* _Input for this task_
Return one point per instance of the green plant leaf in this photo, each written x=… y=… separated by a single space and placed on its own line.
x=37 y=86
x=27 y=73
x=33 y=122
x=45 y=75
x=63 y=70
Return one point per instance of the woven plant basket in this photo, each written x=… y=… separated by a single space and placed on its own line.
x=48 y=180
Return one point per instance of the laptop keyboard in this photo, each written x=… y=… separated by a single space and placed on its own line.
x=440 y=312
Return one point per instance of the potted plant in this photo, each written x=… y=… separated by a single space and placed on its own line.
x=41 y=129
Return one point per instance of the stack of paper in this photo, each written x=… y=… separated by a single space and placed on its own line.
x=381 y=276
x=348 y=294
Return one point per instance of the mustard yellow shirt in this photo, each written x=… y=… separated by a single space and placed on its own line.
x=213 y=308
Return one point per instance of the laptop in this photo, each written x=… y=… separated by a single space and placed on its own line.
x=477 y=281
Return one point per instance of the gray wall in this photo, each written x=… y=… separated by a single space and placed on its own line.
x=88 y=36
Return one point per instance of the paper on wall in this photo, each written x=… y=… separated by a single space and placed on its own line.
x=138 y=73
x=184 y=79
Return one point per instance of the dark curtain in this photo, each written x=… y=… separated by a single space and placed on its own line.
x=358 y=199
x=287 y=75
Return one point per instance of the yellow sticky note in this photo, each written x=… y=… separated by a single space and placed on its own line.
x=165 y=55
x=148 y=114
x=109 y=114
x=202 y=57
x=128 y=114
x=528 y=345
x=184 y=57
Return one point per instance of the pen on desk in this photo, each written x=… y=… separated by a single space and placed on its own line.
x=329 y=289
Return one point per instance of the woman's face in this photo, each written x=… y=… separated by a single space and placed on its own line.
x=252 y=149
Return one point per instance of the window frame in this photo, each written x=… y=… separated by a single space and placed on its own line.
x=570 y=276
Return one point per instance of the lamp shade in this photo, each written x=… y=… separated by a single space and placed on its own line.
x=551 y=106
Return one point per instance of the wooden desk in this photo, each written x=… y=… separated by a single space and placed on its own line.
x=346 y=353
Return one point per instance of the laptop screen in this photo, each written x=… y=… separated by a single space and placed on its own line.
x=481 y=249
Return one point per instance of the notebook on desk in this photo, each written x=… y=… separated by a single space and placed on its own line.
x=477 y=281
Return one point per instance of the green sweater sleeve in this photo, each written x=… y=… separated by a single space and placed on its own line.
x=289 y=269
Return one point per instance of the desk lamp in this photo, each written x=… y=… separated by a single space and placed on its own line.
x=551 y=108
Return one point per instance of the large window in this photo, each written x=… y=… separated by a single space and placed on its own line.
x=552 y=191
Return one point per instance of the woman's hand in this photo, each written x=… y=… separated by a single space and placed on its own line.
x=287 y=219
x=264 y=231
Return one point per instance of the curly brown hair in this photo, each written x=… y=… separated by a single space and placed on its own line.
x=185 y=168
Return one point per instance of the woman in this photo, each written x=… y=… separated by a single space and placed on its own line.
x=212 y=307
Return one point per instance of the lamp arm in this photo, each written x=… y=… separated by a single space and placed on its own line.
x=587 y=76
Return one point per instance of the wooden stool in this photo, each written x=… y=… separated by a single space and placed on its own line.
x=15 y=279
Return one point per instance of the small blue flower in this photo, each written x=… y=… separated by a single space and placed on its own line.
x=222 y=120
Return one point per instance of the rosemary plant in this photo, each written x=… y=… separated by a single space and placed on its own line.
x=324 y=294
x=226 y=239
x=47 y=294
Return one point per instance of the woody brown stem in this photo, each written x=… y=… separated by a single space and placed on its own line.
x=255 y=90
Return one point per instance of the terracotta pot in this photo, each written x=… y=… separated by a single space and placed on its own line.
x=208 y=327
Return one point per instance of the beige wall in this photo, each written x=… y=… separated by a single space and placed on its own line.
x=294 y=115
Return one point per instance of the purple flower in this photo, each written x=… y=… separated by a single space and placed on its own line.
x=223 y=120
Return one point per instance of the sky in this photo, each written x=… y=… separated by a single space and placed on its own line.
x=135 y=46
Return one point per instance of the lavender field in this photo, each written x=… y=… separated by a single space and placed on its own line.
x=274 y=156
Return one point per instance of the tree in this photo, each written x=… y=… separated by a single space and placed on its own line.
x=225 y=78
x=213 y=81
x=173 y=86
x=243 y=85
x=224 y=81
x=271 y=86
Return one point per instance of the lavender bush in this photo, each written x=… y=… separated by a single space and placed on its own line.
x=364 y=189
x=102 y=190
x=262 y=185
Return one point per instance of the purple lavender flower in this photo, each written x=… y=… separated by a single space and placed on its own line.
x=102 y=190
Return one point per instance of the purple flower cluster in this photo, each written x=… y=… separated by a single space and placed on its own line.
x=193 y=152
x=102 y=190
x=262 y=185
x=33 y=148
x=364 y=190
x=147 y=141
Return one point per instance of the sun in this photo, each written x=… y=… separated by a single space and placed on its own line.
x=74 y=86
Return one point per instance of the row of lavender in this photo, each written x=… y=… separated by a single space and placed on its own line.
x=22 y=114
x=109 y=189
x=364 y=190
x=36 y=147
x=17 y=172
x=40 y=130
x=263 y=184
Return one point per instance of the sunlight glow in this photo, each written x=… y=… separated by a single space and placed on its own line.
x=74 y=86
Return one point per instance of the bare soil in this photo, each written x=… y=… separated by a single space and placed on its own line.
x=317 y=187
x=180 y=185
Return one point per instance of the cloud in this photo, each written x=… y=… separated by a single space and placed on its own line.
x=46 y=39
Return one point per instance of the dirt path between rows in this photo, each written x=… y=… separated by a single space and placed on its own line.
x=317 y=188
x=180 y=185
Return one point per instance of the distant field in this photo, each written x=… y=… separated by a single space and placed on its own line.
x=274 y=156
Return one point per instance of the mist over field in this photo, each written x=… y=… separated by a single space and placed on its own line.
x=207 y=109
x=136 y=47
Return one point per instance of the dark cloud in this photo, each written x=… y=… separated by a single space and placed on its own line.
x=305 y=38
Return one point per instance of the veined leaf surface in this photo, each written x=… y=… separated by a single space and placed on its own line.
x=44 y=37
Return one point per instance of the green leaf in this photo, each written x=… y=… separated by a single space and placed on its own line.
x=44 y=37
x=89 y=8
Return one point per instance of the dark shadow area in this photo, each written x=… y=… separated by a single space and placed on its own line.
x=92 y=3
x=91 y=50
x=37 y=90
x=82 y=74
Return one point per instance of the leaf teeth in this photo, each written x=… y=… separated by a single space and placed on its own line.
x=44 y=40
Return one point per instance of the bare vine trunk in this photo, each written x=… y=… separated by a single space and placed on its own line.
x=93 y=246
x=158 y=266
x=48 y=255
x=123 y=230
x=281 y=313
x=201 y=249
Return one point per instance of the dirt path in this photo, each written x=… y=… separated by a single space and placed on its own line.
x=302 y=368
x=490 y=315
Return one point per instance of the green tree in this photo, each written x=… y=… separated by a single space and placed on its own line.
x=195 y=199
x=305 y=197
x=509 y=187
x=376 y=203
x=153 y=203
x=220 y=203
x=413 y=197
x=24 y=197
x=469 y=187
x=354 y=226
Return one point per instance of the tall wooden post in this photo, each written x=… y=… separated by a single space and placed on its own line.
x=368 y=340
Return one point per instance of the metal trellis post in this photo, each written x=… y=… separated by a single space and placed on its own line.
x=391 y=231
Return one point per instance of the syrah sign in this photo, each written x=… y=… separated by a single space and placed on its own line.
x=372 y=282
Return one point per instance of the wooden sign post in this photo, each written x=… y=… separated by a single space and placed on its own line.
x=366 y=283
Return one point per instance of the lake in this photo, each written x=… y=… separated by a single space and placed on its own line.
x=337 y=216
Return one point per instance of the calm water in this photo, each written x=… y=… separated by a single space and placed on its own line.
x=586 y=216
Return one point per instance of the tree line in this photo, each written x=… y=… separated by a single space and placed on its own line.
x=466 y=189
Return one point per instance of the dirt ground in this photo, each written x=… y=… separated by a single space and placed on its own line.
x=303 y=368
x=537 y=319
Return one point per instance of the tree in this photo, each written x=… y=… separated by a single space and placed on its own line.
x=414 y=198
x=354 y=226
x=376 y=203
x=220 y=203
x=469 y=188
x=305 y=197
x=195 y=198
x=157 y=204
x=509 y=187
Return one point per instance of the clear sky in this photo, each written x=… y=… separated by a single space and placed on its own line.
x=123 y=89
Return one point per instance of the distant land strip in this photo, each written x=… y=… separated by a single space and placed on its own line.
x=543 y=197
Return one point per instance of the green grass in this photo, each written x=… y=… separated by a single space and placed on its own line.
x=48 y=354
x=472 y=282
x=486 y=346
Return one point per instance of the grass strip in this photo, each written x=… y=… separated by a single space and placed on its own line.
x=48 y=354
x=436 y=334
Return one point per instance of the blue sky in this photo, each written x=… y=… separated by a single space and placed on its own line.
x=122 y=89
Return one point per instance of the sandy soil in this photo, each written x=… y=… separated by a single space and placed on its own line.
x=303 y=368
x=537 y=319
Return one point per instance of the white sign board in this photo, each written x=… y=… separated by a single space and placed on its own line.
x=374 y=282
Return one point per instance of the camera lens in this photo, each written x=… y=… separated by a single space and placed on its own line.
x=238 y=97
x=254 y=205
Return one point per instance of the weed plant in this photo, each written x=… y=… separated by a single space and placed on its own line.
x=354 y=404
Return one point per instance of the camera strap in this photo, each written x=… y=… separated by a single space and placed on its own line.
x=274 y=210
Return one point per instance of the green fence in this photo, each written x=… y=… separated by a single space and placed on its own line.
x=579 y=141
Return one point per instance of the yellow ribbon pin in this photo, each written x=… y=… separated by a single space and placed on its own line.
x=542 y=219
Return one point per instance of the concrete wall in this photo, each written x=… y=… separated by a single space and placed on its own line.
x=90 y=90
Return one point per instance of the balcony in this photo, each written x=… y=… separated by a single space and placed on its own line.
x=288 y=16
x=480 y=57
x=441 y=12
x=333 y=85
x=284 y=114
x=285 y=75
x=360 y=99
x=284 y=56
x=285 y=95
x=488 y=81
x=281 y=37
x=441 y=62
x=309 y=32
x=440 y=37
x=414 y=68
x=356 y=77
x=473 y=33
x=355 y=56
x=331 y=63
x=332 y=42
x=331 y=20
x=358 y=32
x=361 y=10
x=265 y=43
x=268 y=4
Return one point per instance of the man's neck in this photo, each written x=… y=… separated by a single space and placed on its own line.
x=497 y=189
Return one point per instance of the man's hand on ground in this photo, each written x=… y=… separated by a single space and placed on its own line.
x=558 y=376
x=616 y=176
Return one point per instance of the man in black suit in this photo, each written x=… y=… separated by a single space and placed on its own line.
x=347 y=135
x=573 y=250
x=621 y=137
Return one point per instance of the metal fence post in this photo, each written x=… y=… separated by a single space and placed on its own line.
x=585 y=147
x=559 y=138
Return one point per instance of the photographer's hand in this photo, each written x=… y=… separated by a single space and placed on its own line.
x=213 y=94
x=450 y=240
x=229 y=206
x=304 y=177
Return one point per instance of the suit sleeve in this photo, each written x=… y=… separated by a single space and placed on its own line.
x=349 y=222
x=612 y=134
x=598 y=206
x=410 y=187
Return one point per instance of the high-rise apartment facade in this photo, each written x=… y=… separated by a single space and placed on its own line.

* _Task brief_
Begin at the line that contains "Return one point per instance of the large" and stop after the line that contains "x=294 y=115". Rewrite only those entries in full, requests included, and scale every x and y coordinate by 0.8, rounding each result to a whole number with halves rounded up.

* _Exercise answer_
Return one point per instance of the large window in this photo, each written x=… y=… separated by a single space and placed on its own line.
x=442 y=153
Return one point per instance of the woman's hand in this photo, each written x=… y=… separated by a single space and placed on its own line.
x=230 y=175
x=211 y=185
Return one point per instance of the curly brown hair in this photo, each written x=… y=… separated by a single space and placed on its own line.
x=148 y=134
Return one point per instance of the woman in this photo, each written x=… y=… separated by a single space and placed on its own line.
x=170 y=246
Return one point per instance of the lamp arm in this photo, each written x=… y=… separated by a single space and placed on its own line.
x=470 y=61
Return one point per instance of the wooden stool in this photo, each written x=… y=… separated by a single space and placed on its own line.
x=12 y=223
Return one point per instance of the small blue flower in this photo, each written x=… y=… separated by a single space and placed on its own line.
x=178 y=96
Return one point per instance of the rosemary plant in this photo, each written x=… y=… separated by a single space and placed on its own line.
x=259 y=235
x=181 y=191
x=38 y=235
Return one point per instance of the woody brown stem in this photo, each written x=… y=… separated by a single space and placed on its own line.
x=204 y=72
Return one point per instance of the terracotta pot in this photo, each written x=… y=… separated by a single space and placed on its own line.
x=166 y=262
Return one point per instance of the beige wall in this photo, each written x=… y=… separated by a single space and placed on its own line.
x=235 y=92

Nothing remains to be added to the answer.